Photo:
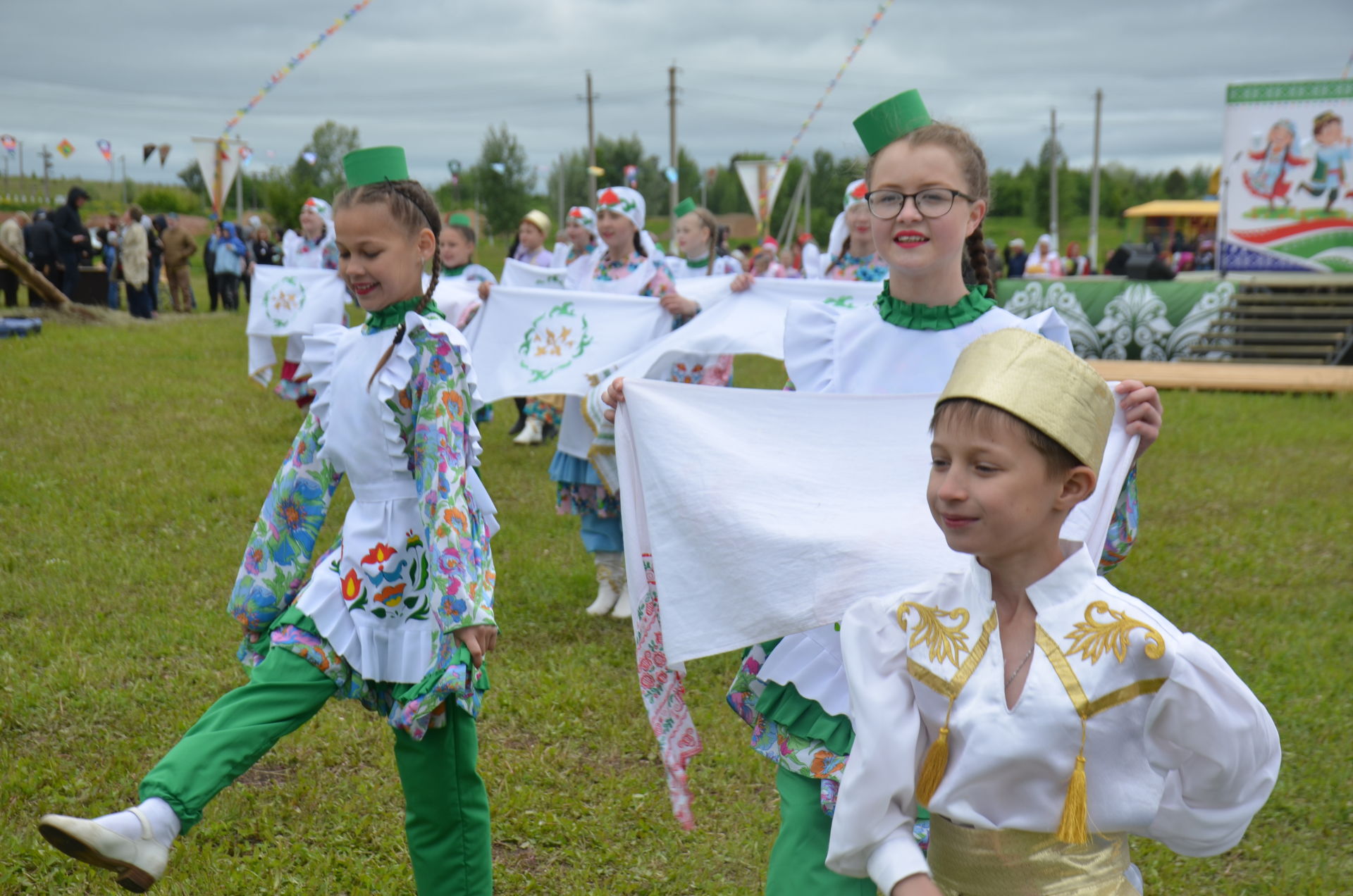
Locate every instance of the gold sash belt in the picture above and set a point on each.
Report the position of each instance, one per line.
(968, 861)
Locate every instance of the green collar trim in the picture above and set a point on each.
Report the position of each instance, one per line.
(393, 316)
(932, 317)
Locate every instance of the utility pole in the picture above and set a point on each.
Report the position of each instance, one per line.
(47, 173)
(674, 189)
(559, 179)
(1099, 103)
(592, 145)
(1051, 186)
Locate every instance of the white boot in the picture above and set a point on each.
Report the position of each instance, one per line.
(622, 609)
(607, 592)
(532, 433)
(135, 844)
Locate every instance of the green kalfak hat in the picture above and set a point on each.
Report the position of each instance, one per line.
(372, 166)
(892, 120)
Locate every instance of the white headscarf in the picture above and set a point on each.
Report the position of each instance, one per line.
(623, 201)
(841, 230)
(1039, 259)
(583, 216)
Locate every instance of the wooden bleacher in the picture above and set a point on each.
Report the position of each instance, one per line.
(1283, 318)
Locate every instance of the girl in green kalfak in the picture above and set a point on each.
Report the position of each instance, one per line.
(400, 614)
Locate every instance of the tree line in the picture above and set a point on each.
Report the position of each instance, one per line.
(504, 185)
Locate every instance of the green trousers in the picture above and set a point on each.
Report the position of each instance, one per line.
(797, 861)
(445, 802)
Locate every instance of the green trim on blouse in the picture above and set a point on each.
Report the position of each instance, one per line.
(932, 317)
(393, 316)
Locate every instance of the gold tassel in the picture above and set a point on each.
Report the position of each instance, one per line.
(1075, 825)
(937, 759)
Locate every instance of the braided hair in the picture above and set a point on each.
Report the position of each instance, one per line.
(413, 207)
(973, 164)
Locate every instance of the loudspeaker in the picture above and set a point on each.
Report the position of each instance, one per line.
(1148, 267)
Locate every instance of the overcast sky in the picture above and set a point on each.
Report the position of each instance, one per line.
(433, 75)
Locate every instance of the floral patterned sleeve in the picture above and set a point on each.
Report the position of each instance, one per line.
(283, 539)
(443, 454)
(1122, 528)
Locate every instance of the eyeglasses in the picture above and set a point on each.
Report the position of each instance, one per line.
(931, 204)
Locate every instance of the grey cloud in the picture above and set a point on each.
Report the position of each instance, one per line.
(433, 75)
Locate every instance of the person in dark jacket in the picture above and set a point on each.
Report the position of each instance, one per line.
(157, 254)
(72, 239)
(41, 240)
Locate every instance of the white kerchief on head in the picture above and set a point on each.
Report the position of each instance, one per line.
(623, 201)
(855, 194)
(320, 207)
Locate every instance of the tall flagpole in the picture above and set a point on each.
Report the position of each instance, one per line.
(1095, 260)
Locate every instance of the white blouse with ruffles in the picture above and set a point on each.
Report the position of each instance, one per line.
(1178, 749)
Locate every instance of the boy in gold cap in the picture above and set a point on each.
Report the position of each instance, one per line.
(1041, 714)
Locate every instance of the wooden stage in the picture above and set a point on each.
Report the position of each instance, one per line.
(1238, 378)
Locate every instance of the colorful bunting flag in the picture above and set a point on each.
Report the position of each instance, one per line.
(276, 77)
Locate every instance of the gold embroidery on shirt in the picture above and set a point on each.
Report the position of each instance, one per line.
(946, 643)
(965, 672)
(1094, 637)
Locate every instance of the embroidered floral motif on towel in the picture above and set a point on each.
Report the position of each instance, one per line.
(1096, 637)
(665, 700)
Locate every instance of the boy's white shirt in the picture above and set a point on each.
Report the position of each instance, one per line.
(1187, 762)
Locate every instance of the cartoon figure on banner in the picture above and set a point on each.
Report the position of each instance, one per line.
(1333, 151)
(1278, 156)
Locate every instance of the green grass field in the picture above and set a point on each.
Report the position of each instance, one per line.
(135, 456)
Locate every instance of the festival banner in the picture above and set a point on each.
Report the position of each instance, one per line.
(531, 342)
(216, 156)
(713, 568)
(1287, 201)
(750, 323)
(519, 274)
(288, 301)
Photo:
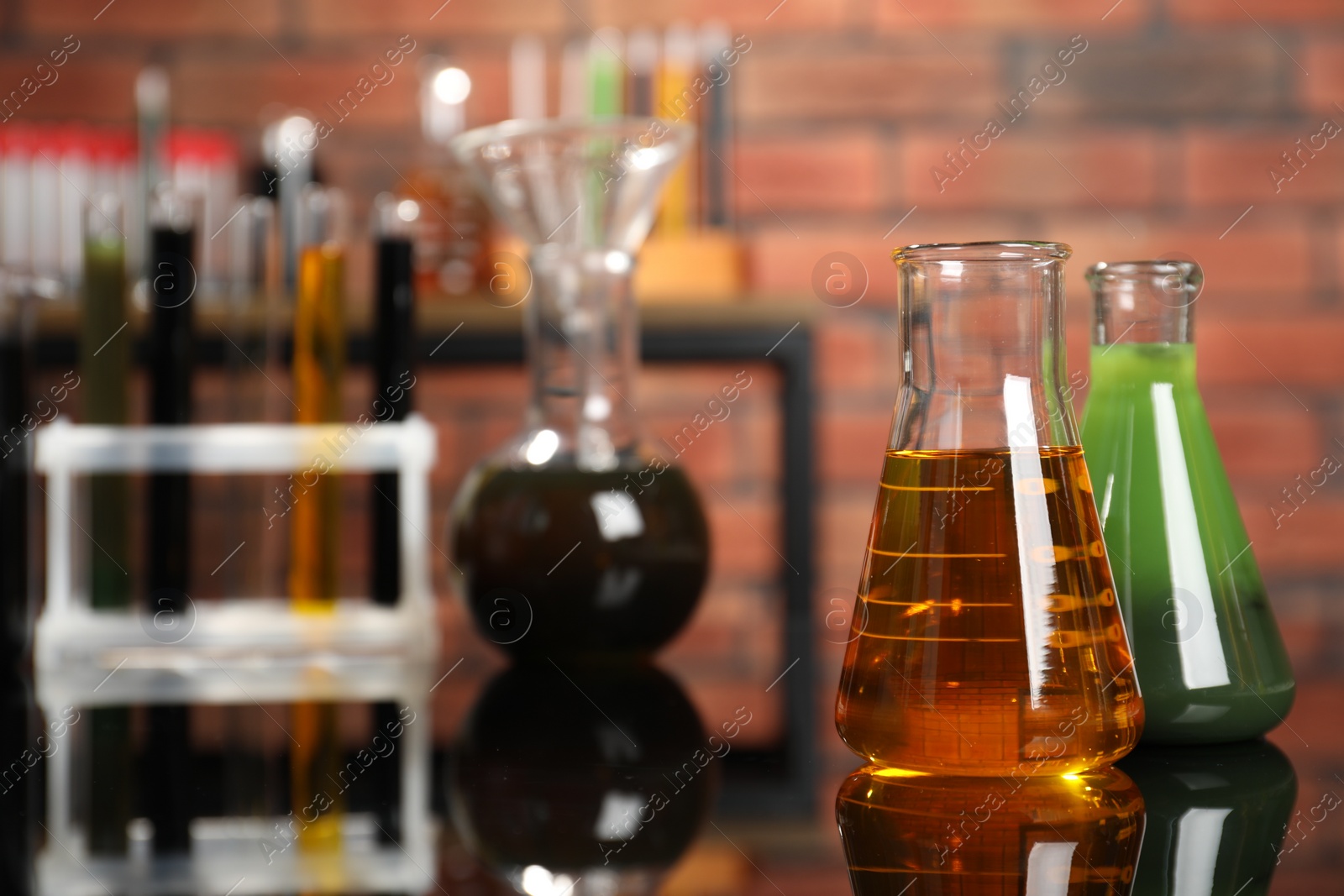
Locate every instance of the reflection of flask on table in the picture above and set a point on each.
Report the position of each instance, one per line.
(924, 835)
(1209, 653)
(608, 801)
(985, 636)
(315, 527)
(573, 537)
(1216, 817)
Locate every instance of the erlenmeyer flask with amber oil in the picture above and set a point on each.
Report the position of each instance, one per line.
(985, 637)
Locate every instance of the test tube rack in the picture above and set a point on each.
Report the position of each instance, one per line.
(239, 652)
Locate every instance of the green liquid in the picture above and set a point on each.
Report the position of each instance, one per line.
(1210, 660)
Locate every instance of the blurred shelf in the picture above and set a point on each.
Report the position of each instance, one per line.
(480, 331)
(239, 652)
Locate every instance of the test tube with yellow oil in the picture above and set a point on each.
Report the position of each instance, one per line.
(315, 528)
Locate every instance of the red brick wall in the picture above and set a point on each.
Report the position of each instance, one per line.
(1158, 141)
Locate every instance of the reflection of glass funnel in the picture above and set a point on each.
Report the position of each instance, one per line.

* [EXERCISE OBJECTIVE]:
Repeat the listing word for word, but without its pictures.

* [RESULT OF THIS TASK]:
Photo:
Locate every instance of the gold sash belt in the picture above and set a point on each.
Report the position of each instance, one per line.
(968, 861)
Locate every instance of the green collar trim in the picture above and set a point on each.
Report the position of each instance, one per line.
(393, 316)
(932, 317)
Locate every instance of the utility pole in the picture above and set a point on each.
Report the position of each instance, one per line.
(47, 173)
(674, 189)
(559, 179)
(1099, 103)
(592, 145)
(1051, 186)
Locate every instance of the white boot in the picture above and set a point on each.
Report the position of each instance, one per line.
(622, 609)
(607, 592)
(532, 433)
(135, 844)
Locate every instance of the green kalfak hat in the picture above and set a point on each.
Report the position of each instance, one per line.
(372, 166)
(892, 120)
Locate every instance of the white headscarf in the picture above and set a point on each.
Report the position of each instance, one per line.
(623, 201)
(841, 230)
(1039, 259)
(583, 216)
Locate every instance of the wooden bleacher in the picture above and set a point on each.
Report the position of each instance, one per line.
(1283, 318)
Locate every instance of the girl in green kalfak in the picture above and set a point on each.
Report the position of each instance, one per line.
(400, 614)
Locate every instance of the tree line in the picture above and set a point on each.
Report the position of each instance, one per line.
(504, 185)
Locate every instance of the green trousers in the picture above and set a point on each.
Report the position of each instance, one per line.
(797, 861)
(445, 802)
Locate every instance of the green trim on blouse in the picture above and set a point on each.
Report the position of each instance, one per line.
(932, 317)
(393, 316)
Locate every instance of the gold tassel in the picture above and set a point on each.
Report the position of each instance, one per line.
(1075, 825)
(937, 759)
Locate every instance of the braided hair in the picture above and set a point on each.
Report the position of each instance, one per line.
(413, 207)
(973, 164)
Locate every instance of the loudspeaker in the picture above and set a point on each.
Report the position of each instance, one per line.
(1148, 267)
Locate every instance of the overcast sky in the picture above and set a point on each.
Report the position of each instance, one per line.
(433, 75)
Locate every instance of the floral patterned sleeve in the picture above and set a point on each.
Report the position of each instance, one per line.
(283, 539)
(443, 454)
(1122, 528)
Locate every instance of the eyeglasses in the picture above and set a point on each.
Report the position of each instance, one per line.
(931, 204)
Locate every instance of the grey cloud in the picture above and set a point on each.
Report the position of each instance, one per line.
(433, 75)
Locate every instance of the person in dark jacket in the picture above and set a point on each.
Report the position of each instance, one per line.
(157, 254)
(72, 239)
(41, 240)
Locate every instance of the white kerchief on head in the picture above and set a point on each.
Report the position of each instance, one per line.
(623, 201)
(855, 194)
(320, 207)
Locate every instance of the tall flagpole in the picture above and set a point on each.
Report the position of each instance, one per line.
(1095, 260)
Locate every instance of the white blouse with ruffles in the picture above and set a point on each.
Report the position of each instance, one per line.
(1178, 749)
Locate every instance of the boy in gold cap in the picture above and set a point on each.
Report the position of each instance, one per line.
(1041, 714)
Locate every instance of the wooden stage in the picture above and set a point on each.
Report the position of each instance, one per line.
(1238, 378)
Locate every instance of the colorful bunting flag in the picture above and set a point on each.
Report the position of each instance, one per line.
(276, 77)
Locate every instance of the gold embroidery on shirt in the picture above and set a point on each.
Report the position of each instance, one per line.
(946, 643)
(965, 672)
(1094, 637)
Locate every instance of the embroidered floral motif on towel in the picture above and set a point on each.
Report the position of each instance, one per line.
(1096, 637)
(665, 700)
Locate every instance of the boy's white shirt in the picture above and set a point on each.
Report the position of each instance, one per line.
(1187, 762)
Locate every instance of the cartoon figure on banner in the picture above and set a point on each.
Report the position of each instance, one per line.
(1333, 151)
(1278, 156)
Locate every instance of the green grass field in the picture above and set a point on each.
Report the position of each instance, one per line.
(135, 456)
Locate every instance of the festival banner in the picture above and set a point on each.
Report the position of each instance, one per line.
(531, 342)
(216, 156)
(713, 568)
(1287, 201)
(750, 323)
(519, 274)
(288, 301)
Photo:
Locate every instance of the reflection of flask on table in the picture above and set a point on each.
Report the position of each instance, one per line.
(924, 835)
(1209, 653)
(608, 801)
(985, 636)
(315, 527)
(573, 537)
(1216, 817)
Locate every instance of the erlenmeyer flask with amber oil in the picture above and set a point on each.
Report the position of each instance, one per line.
(985, 637)
Locate every instance of the test tube rack in the picture above and set a point on each.
Report the position of each instance, one per line.
(239, 652)
Locate every instance of the green liquid in the picture above and set a point on each.
Report the position of each instance, one per line.
(1210, 660)
Locate every instance of the blurred shelf in the picture above and set a point on each.
Report the position of each instance, one per line.
(480, 331)
(239, 652)
Locate every instance of the test tube with yellow oil in the picture above and set a point on each.
Report the position of each instance, one per line.
(315, 528)
Locate every instance of the red brick wall in the picture above and set a point on each.
Report the position of each instance, one per line.
(1158, 141)
Locate every instance of the reflection of glass funnel in the picture above and set a point on each.
Report the position of each instance, one per line.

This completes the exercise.